Tugas: Ambil setiap baris dari daftar di bawah yang memuat kata "shirt", dan bedakan huruf besar dan huruf kecil saat mencarinya.

Data untuk Diolah:

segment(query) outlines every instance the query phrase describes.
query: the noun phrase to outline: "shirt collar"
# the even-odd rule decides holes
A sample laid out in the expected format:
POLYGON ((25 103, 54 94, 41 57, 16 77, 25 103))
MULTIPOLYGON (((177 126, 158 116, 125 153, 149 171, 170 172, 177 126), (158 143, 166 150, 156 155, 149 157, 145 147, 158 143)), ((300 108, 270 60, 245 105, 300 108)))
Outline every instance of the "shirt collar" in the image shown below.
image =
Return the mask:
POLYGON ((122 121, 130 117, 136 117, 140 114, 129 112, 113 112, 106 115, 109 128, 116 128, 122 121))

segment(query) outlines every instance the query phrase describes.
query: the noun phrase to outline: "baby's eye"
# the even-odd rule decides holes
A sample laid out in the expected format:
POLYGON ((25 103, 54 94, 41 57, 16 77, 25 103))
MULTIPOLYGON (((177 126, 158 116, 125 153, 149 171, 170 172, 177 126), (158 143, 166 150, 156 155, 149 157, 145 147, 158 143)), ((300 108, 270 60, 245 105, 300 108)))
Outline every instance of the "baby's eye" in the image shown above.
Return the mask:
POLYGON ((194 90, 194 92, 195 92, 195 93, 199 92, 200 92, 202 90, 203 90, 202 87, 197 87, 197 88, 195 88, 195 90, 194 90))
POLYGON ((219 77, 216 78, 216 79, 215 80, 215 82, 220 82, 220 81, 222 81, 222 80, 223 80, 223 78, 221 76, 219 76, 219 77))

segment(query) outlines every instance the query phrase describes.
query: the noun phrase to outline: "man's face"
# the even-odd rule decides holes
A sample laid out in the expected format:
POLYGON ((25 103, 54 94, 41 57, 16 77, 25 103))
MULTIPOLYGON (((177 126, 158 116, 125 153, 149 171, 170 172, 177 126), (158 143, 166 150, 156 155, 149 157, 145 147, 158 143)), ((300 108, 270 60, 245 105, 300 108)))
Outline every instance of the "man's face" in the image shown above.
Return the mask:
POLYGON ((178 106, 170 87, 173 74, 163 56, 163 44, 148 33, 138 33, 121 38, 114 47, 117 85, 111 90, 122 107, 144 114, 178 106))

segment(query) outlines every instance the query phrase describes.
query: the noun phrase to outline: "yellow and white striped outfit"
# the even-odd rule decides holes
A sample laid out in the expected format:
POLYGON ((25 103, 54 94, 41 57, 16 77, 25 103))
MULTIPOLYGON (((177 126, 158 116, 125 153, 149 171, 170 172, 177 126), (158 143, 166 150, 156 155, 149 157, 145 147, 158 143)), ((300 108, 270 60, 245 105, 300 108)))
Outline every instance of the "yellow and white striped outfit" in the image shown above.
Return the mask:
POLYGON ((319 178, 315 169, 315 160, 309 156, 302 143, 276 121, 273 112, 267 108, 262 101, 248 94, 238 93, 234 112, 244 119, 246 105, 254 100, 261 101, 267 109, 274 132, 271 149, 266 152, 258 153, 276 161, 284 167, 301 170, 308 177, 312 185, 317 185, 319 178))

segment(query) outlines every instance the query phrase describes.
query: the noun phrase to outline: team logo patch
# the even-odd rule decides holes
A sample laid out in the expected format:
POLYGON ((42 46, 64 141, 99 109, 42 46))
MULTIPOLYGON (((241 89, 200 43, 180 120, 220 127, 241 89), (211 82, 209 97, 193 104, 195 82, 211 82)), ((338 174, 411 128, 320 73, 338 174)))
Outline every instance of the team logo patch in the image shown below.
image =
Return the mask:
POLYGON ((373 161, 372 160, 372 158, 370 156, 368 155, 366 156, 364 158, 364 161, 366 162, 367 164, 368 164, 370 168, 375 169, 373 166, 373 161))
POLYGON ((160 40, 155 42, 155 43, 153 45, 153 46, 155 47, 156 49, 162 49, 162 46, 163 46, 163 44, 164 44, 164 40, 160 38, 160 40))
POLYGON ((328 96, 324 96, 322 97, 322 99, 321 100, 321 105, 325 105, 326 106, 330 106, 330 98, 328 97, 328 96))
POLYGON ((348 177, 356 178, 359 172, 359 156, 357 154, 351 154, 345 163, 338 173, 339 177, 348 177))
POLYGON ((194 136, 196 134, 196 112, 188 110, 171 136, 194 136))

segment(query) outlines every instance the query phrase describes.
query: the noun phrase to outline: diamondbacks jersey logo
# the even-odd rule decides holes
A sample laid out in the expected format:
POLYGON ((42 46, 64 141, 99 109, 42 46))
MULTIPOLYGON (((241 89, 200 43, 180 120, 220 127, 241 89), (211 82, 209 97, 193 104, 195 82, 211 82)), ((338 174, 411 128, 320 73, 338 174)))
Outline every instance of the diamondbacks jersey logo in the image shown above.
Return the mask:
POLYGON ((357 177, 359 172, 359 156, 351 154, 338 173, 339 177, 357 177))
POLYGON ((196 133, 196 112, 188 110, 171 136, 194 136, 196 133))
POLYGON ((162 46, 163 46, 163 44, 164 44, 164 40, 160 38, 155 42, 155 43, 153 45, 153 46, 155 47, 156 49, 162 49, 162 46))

Penyelesaian Soal:
query: the noun phrase to outline: "shirt collar"
Outline every instance of the "shirt collar" in the image shown below.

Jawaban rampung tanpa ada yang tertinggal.